**Phrase grounding data:**
★ ★ ★ ★
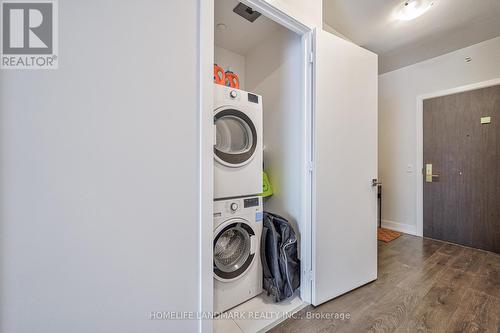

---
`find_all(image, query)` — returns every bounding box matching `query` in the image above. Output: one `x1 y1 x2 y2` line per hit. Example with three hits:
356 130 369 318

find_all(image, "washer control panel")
213 196 262 218
243 197 259 208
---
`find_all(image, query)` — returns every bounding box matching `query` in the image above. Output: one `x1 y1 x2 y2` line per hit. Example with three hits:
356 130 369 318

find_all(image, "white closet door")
312 29 378 306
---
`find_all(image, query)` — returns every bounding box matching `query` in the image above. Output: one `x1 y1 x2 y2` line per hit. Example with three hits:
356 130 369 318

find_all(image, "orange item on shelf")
225 71 240 89
214 64 225 85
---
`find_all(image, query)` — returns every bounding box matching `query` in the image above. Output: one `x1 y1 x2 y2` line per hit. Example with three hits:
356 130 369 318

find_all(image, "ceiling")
215 0 283 55
323 0 500 73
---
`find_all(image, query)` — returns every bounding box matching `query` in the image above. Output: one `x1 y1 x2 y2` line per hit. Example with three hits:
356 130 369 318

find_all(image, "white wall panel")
245 27 303 240
0 1 200 332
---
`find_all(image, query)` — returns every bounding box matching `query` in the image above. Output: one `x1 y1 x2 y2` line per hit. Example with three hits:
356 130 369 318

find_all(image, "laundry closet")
212 1 306 331
208 1 378 332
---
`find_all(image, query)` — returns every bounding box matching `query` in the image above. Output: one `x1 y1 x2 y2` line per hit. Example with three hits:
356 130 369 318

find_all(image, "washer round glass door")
213 219 256 281
214 108 257 168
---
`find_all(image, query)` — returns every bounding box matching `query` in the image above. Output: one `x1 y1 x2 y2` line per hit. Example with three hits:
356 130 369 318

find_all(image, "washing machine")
213 196 263 313
214 84 263 199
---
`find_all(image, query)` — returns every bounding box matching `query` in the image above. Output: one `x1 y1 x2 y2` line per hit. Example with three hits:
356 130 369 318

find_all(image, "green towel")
262 172 273 197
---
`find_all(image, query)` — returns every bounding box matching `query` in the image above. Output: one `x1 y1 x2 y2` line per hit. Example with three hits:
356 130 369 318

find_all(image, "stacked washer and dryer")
213 84 264 313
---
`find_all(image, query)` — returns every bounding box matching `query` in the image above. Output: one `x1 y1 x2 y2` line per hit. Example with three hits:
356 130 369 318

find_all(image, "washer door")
213 219 256 282
214 108 257 168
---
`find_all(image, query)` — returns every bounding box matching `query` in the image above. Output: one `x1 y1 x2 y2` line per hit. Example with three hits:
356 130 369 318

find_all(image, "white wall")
214 46 246 90
0 1 201 332
322 22 351 41
265 0 322 28
379 36 500 234
245 27 303 245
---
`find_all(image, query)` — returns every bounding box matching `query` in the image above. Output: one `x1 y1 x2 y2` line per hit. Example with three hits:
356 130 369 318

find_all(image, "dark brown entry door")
423 85 500 253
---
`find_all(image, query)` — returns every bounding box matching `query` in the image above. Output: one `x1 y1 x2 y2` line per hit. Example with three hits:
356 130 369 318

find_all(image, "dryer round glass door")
214 108 257 168
213 220 256 281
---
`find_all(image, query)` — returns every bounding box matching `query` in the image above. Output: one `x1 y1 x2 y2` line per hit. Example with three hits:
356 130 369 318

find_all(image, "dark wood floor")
269 234 500 333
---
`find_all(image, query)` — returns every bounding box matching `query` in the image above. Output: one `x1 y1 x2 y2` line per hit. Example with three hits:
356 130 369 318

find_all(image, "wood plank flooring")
269 234 500 333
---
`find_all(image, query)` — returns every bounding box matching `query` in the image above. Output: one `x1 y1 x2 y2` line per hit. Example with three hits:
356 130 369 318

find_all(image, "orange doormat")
377 228 401 242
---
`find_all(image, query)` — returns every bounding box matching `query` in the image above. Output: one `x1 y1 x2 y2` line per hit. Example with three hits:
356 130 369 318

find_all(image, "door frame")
415 77 500 237
198 1 314 332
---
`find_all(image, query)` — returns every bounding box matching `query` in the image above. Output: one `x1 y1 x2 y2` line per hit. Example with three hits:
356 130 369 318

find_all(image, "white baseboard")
381 220 418 236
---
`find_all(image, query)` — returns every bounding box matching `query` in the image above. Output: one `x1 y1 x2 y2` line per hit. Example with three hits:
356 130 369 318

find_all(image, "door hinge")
305 270 313 282
307 161 314 173
308 51 314 64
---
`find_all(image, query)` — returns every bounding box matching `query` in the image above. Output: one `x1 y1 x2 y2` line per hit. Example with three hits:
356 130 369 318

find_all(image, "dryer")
213 196 263 313
214 84 263 199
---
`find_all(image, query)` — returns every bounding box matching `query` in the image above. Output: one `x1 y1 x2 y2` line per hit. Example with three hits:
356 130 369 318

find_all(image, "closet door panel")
312 30 378 306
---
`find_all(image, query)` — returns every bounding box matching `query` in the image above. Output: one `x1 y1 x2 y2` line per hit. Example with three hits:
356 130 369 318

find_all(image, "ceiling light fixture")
395 0 434 21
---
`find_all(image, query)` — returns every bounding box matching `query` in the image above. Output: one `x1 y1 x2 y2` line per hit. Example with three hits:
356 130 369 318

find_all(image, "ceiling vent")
233 3 261 23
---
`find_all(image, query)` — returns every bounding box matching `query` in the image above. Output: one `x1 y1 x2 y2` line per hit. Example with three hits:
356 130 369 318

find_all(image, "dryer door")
214 108 257 168
213 218 257 282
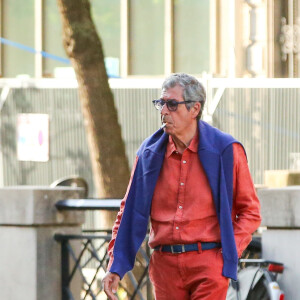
★ ★ ★ ★
**AIM OF THE EXERCISE:** Leaving out every picture, repeat the records above exactly as they stand.

**ANSWER BOX:**
---
`find_all(image, query)` — returns every bounding box matching `query` in the image above. Output: one `x1 y1 x2 y2` line per hit. Example with three hits:
356 130 369 318

find_all(image, "washer control panel")
213 196 262 218
243 197 259 208
---
`find_all(image, query)` — returns every bounding box matching `query` in the image above. Output: one `x1 y1 x2 y2` line per hit. Example with three hits:
356 130 369 318

find_all(image, "white closet door")
312 29 378 306
---
`find_all(image, query)` — returns every bounding box matching `query` in the image above. Output: one `x1 y1 x2 y2` line per hit. Example with three hits:
356 130 369 318

find_all(image, "orange item on shelf")
225 71 240 89
214 64 225 85
---
`find_all(image, query)` — returns every bounding box matching `query` in the image above. Output: one `x1 y1 x2 y2` line per hit. Example with three hits:
356 130 369 318

find_all(image, "ceiling")
215 0 283 55
323 0 500 73
---
`find_all(image, query)` — returns every bounding box matching `query` in the image above. Output: one `x1 y1 x2 y2` line per hit. Example with three hits:
356 130 369 318

find_all(image, "white wall panel")
245 27 303 240
0 1 200 332
---
`find_all(image, query)` — returns every bounding box matching `query` in the image above. Output: one `x1 y1 x2 y2` line per hit. Example with three hits:
356 130 369 318

find_all(image, "laundry closet")
212 1 306 331
208 1 378 332
---
`find_all(image, query)` — returns every bounding box matching `query` in the image above. Output: one `x1 y1 x2 y2` line per hit. Example with three hits:
356 130 369 318

find_all(image, "washer round glass door")
213 219 256 281
214 108 257 168
---
`find_all(image, query)` — returns every bounding box matching `query` in the image above. Output: one `x1 y1 x2 y2` line per hit. Example with three hits:
356 130 369 318

find_all(image, "washing machine")
213 196 263 313
214 84 263 199
---
`find_all(image, query)` — returns every bounding box matching `query` in the image above. Output: one `x1 y1 x2 y2` line per hit. Example with three hits:
356 130 369 318

find_all(image, "green towel")
262 172 273 197
---
`find_all(image, query)` — returns every bounding box matching `query` in the image above. Output: one `x1 y1 x2 y2` line per hit. Example with three hits:
356 130 369 318

find_all(image, "stacked washer and dryer")
213 84 264 313
---
`find_all(image, query)` — returns every bounding box matching `query` in the image above. Output: one `x1 y1 x2 y2` line per hit. Example with three hits:
356 130 369 318

find_all(image, "washer door")
213 219 256 282
214 108 257 168
---
`find_all(image, query)` — returns every bounding box matching `query` in the image above. Output: one `x1 y1 x2 y2` line per hit. Example with three hits:
356 130 369 318

find_all(image, "white wall")
214 46 246 90
0 1 201 332
322 22 351 41
265 0 322 28
379 36 500 234
245 27 303 245
---
`find_all(image, query)` — returns every bounding box matching `query` in the image above. Output: one `x1 y1 x2 y2` line per hit. Example with three hits:
356 130 369 318

find_all(image, "dark brown entry door")
423 85 500 253
---
`find_all(image, query)` — returns every bounding box matching `query` in the image above. Output: one `x1 y1 x2 y2` line per hit. Example with three hits:
356 130 369 318

find_all(image, "dryer round glass door")
214 108 257 168
213 220 256 281
---
`find_all(image, query)` — returns every bounding box matching `query` in the image above. Output: one `x1 y1 x2 y2` line per hit. Example with three hits:
356 130 369 318

find_all(image, "dark wood floor")
269 234 500 333
---
`find_all(image, query)` — returns every bounding box matching `query` in the image above. Output: one `x1 y1 x2 y2` line per hit. Example with three hits:
356 130 369 318

find_all(image, "wood plank flooring")
269 234 500 333
---
`find_all(image, query)` — returns every bounding box matching `query` in the image above. Output: one `x1 y1 x2 y2` line per hit. Example with three hits:
356 130 369 318

find_all(image, "orange doormat")
377 228 401 242
---
`find_all(image, query)` — returns every bounding box matching `query` in the image above. Output: one `x1 y1 x2 y2` line per hit. Example with three hits:
356 130 369 318

find_all(image, "door frame")
415 77 500 237
198 1 314 332
---
`find_all(image, query)` — returns every bounding box matching `query` in the image above. Output: one `x1 y1 x2 y2` line per hit. Example with three hits:
356 130 369 318

find_all(image, "white baseboard")
381 220 418 236
---
`find_all(image, query)` — returns every bounding box matching `query` in the image above. Output: one `x1 y1 x2 y2` line per hit. Example with three hits:
356 130 369 318

find_all(image, "door hinge")
305 270 313 282
307 161 314 173
308 51 314 64
---
`find_all(image, query)` — returns every bounding box matching `query` in the image above. Output: one `x1 y1 x2 y2` line per hit. Example with three hits:
356 130 369 318

find_all(image, "dryer")
213 196 263 313
214 84 263 199
---
`find_all(image, query)` — returns every bounding box matching `query` in the image above. Output: one `x1 y1 x2 y2` line per hit. Example with three hits:
356 130 369 318

find_all(image, "closet door panel")
312 30 378 306
---
`find_all(image, query)` — returns every bounding box matching `query` in the image above. Output: one `x1 y1 x2 y2` line per hit. Example with three hits:
356 130 369 318

find_all(image, "ceiling light fixture")
395 0 434 21
---
`find_all(image, query)` — returns every bounding box matching `query` in the image above. Output: one `x1 y1 x2 y2` line per hit. Example with three hits:
356 130 369 318

find_all(image, "ceiling vent")
233 3 261 23
---
`find_all(image, query)` — returns every bounding box matching `query` in the image above. Output: one `x1 y1 x2 y2` line per hit. Example with three hits:
356 130 369 318

find_all(image, "dryer door")
214 108 257 168
213 218 257 282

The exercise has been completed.